### Exercise aim:
Go to the line containing "of the residential" in the records below. Repeat it and the lines after it exactly, all the way to the end.

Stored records
- - - - -

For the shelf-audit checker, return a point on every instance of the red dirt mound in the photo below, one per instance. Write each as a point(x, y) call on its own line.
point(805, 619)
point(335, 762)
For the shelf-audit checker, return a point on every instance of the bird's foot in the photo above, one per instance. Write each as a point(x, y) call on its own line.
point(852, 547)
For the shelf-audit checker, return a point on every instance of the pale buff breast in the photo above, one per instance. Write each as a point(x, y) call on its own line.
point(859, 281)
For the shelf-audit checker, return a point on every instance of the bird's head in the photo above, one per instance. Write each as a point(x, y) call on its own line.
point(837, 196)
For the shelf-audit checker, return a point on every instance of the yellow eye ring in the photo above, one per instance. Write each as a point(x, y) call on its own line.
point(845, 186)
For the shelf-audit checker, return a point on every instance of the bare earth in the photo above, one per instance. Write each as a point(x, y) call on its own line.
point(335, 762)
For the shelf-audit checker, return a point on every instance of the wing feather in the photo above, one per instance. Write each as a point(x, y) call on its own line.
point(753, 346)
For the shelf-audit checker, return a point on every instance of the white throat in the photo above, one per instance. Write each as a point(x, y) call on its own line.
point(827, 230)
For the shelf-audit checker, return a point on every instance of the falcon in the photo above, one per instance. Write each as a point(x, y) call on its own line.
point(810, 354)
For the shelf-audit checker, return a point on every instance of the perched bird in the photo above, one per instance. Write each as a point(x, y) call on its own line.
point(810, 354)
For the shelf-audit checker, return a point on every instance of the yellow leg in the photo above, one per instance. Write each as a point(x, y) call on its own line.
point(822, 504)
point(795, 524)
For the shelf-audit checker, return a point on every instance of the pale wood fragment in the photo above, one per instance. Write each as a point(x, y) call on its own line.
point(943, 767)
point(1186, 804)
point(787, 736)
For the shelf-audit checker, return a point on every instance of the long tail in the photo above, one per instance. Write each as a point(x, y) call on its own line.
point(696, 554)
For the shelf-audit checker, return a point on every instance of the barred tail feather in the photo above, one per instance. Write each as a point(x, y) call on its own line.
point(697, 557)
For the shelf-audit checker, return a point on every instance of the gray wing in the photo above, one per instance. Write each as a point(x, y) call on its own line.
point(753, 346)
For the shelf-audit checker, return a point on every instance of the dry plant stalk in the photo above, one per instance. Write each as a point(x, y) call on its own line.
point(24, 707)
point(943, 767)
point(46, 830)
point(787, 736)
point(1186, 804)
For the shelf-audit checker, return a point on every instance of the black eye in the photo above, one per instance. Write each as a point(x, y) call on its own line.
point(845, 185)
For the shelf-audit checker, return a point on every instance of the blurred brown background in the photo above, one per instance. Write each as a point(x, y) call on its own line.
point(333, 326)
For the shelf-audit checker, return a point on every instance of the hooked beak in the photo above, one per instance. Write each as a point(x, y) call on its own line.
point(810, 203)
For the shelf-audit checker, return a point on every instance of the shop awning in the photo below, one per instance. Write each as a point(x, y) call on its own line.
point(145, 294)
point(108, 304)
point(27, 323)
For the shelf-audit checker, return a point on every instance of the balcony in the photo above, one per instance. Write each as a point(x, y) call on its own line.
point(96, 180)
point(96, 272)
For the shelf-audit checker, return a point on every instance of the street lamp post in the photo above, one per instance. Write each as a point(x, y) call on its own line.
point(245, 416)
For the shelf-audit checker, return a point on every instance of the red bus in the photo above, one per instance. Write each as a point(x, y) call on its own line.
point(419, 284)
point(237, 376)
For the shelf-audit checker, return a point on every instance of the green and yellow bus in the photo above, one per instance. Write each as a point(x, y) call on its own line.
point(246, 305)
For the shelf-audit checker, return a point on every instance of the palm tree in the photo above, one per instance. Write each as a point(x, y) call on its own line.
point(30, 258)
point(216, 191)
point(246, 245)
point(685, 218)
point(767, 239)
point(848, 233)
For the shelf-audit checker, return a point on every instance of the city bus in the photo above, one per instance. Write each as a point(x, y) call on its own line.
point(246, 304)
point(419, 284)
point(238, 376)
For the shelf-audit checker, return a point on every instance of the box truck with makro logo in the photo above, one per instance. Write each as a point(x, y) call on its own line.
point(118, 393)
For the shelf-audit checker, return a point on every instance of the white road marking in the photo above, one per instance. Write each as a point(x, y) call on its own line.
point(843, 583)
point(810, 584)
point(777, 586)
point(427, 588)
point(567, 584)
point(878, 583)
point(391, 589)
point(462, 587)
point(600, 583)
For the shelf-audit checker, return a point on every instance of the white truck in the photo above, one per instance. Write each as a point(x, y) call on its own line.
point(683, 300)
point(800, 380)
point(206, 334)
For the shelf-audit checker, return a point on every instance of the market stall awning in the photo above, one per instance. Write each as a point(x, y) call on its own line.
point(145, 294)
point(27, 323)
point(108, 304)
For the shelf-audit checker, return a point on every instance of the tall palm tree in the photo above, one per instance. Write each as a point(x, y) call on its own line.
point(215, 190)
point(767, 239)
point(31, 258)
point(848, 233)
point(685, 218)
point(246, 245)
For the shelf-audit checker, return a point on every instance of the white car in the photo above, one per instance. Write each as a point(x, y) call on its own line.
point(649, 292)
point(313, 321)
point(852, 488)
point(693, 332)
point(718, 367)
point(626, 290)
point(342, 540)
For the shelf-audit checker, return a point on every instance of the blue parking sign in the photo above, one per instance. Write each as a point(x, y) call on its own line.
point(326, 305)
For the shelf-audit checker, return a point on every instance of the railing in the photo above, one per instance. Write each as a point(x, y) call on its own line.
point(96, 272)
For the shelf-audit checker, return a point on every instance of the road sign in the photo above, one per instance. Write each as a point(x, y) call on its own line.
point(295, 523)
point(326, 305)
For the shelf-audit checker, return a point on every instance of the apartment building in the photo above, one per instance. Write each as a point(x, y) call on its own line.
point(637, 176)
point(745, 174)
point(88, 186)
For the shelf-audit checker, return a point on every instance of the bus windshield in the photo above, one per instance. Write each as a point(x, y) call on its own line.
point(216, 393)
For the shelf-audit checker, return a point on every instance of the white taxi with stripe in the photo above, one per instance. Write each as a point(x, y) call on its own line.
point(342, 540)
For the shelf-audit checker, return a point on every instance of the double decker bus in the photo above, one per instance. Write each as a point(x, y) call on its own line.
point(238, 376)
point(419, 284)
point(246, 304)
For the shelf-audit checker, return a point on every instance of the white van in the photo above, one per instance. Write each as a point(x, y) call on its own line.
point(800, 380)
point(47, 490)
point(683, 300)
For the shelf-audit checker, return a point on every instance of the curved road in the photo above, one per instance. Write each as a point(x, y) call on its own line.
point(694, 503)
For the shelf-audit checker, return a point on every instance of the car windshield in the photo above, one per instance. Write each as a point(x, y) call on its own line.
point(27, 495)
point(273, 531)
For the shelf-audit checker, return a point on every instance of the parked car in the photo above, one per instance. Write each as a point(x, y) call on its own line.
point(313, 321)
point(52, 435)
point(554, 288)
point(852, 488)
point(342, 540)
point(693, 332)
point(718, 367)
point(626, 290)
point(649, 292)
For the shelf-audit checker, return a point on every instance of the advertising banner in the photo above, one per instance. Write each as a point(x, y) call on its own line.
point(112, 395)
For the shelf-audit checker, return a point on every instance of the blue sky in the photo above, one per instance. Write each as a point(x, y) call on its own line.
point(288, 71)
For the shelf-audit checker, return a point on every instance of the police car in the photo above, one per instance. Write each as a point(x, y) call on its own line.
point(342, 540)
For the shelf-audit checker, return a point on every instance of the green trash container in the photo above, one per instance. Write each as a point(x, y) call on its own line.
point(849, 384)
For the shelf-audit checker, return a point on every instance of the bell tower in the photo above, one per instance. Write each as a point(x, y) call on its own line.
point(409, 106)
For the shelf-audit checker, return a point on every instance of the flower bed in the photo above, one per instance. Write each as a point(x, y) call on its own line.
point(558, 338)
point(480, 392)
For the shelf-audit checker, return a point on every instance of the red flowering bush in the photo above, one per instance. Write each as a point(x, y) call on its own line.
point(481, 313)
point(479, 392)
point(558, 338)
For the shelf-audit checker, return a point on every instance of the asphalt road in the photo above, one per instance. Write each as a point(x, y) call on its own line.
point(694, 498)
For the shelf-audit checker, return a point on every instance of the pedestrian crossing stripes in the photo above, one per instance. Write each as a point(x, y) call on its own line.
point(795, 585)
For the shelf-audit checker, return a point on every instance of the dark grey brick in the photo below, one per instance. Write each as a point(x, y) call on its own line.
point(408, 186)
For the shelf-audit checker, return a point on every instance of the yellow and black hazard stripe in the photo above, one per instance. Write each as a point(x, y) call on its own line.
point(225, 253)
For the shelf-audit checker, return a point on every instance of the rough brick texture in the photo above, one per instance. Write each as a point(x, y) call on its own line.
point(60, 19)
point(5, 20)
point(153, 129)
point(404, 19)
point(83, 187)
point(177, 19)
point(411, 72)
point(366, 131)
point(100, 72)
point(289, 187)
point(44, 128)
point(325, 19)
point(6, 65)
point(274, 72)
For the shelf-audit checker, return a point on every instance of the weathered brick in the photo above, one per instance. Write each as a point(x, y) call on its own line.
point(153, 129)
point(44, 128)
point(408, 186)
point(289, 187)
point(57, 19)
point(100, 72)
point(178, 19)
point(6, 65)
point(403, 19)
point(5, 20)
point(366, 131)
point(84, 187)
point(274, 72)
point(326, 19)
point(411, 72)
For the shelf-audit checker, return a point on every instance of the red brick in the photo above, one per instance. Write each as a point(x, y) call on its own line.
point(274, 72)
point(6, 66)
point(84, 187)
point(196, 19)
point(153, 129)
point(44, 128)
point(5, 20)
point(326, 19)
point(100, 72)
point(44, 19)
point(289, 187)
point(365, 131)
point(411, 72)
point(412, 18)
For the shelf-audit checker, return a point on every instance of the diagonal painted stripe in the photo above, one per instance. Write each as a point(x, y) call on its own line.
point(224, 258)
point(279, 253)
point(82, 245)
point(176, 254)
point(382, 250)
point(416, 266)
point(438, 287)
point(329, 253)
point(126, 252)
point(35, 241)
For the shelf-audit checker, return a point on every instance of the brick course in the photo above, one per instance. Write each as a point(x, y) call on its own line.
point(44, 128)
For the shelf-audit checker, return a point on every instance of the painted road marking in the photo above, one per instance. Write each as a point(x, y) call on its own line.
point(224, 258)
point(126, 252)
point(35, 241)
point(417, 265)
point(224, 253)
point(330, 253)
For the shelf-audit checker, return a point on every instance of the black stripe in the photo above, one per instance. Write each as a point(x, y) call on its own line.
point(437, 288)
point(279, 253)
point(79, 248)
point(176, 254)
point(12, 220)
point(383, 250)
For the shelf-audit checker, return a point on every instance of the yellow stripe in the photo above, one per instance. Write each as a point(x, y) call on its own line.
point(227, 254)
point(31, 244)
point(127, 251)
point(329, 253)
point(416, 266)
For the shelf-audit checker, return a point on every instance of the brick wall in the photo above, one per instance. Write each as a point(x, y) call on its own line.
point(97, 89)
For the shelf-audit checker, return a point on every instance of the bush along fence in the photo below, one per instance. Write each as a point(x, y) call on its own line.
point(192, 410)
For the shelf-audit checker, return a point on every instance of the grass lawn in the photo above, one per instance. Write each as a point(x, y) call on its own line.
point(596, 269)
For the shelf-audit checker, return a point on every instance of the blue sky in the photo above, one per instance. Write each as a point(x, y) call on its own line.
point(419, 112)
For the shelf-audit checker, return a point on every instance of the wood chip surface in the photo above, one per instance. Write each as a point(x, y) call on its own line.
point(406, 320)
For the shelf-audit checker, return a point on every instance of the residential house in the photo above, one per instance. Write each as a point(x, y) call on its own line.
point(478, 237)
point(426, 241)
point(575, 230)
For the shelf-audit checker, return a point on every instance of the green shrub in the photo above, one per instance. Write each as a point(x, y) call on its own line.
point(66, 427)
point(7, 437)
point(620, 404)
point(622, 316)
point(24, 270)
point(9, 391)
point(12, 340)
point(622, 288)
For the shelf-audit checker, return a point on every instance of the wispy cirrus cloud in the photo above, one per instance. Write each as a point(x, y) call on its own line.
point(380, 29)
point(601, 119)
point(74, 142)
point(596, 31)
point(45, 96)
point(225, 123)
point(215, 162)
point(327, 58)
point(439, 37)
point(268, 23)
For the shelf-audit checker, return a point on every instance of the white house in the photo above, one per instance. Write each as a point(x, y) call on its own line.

- - - - -

### Result:
For the shelf-audit checker, return a point on every instance of the residential house in the photo above, one per instance. Write each as a point(x, y) call on its own line.
point(478, 237)
point(426, 241)
point(575, 230)
For the shelf-audit checker, return a point on every instance of the green shrub in the photo above, one per instance. Write each as a point(x, y) call on its own line.
point(66, 427)
point(7, 437)
point(620, 404)
point(622, 316)
point(24, 270)
point(9, 391)
point(12, 340)
point(622, 288)
For the shelf-audit checker, return a point on every instance of the wispy cirrus cloud in the photo above, one per instance. Write each as a point(x, y) call on its own line.
point(380, 29)
point(601, 119)
point(74, 142)
point(596, 31)
point(45, 96)
point(225, 123)
point(215, 162)
point(327, 58)
point(439, 37)
point(268, 23)
For the shelf-audit checker, return a point on every instance of the white house in the photo above, one per instance. Write each as a point(x, y) call on its own line.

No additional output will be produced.